» Problem set
[a] Repeat the passage of the internet activism essay starting at "We are still" and ending at "be continually pursued.".
[b] In the internet activism essay, why can't people dictate the agenda in major media networks?

» Document text
## BEGIN

Beyond internet activism
By Mong Palatino
August 8, 2013
The opposite of internet activism is not street activism but no-activism. Online petitions and political hashtags are indispensable in the campaign for change while non-action is a convenient option that only serves the interest of status quo.
Internet activism is sometimes equated with impotence but at least it exists. There are no TV activists and newspaper activists but there are internet activists. Why is this so? Because corporate ownership of mainstream media has made it impossible for the people to dictate the agenda in major media networks. Meanwhile, the internet has become truly social by allowing the people to create and exchange cyber tools that can be used for political purposes.
We are still in the stage of experimentation on how the internet can be redirected and reshaped to serve the community. Various forces are still competing for dominance in the online world at a time when corporate conglomerates and government bodies are not yet able to impose an absolute hegemony on how we use and practice the potential of the internet technology.
Indeed, because of intensified militarization and commodification, the internet has become a more dangerous place than ever where the space for independent thought and practice is under threat. But since total government regulation is still unenforceable at the moment, this technology should not be easily surrendered to the enemy. The internet-plus-activism equation must be continually pursued.

## END

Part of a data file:
## BEGIN

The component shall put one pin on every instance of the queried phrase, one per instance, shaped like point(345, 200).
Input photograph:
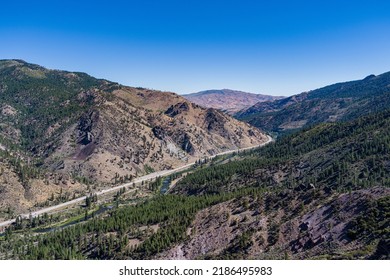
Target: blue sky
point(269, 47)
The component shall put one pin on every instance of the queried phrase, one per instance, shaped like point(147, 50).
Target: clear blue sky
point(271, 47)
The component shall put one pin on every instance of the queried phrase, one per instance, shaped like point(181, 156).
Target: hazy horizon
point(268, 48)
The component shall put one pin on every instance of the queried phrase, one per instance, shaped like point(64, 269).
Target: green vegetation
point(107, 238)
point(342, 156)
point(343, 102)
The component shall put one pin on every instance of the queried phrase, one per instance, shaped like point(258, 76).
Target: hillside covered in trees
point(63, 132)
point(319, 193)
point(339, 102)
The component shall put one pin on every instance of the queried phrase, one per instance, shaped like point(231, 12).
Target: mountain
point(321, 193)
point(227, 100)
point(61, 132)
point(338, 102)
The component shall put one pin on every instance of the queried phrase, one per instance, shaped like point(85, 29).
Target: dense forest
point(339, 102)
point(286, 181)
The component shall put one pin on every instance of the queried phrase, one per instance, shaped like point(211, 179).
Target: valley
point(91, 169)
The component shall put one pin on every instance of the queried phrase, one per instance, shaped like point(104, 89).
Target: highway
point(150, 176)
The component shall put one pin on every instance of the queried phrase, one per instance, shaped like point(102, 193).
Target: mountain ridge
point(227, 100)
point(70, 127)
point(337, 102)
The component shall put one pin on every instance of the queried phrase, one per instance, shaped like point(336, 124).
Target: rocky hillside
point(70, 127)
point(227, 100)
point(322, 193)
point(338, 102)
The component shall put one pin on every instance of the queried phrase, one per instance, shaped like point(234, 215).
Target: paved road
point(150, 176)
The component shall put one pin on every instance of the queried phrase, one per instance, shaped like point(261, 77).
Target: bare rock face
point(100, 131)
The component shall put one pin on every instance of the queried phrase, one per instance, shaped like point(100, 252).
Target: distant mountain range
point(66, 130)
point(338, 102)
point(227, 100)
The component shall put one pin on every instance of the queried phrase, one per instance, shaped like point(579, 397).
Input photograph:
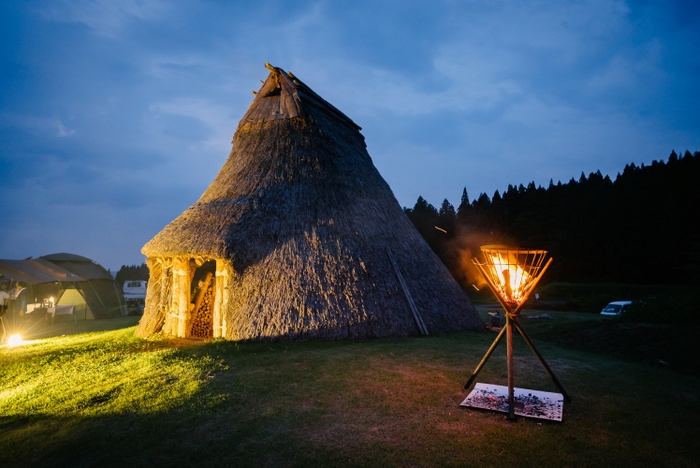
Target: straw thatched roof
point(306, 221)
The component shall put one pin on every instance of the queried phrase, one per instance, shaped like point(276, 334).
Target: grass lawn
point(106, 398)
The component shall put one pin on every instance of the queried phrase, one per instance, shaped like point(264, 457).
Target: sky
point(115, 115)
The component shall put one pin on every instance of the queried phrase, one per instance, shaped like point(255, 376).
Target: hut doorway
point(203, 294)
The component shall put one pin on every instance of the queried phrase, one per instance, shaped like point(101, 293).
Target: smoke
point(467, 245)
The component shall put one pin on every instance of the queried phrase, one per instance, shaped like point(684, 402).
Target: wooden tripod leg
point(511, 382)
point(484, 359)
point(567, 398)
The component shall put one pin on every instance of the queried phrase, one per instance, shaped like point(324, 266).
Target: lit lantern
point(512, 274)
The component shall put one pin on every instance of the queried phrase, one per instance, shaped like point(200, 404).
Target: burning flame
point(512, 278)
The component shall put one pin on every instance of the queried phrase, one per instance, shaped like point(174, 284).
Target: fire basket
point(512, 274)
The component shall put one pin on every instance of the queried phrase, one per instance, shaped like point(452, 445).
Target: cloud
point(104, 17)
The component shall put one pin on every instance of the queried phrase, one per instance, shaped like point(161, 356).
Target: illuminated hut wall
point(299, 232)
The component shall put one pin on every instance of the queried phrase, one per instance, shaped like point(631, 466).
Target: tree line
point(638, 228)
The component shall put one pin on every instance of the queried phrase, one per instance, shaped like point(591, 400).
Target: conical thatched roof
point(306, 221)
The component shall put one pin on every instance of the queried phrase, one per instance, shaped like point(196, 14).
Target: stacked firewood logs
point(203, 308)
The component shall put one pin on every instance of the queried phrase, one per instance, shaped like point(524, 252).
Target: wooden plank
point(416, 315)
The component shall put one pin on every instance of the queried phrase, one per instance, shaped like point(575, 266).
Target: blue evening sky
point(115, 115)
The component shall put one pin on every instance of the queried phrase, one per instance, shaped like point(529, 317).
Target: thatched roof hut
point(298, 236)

## END

» Solutions in order
[a]
We are still in the stage of experimentation on how the internet can be redirected and reshaped to serve the community. Various forces are still competing for dominance in the online world at a time when corporate conglomerates and government bodies are not yet able to impose an absolute hegemony on how we use and practice the potential of the internet technology.
Indeed, because of intensified militarization and commodification, the internet has become a more dangerous place than ever where the space for independent thought and practice is under threat. But since total government regulation is still unenforceable at the moment, this technology should not be easily surrendered to the enemy. The internet-plus-activism equation must be continually pursued.

[b] Corporate ownership of mainstream media has made it impossible.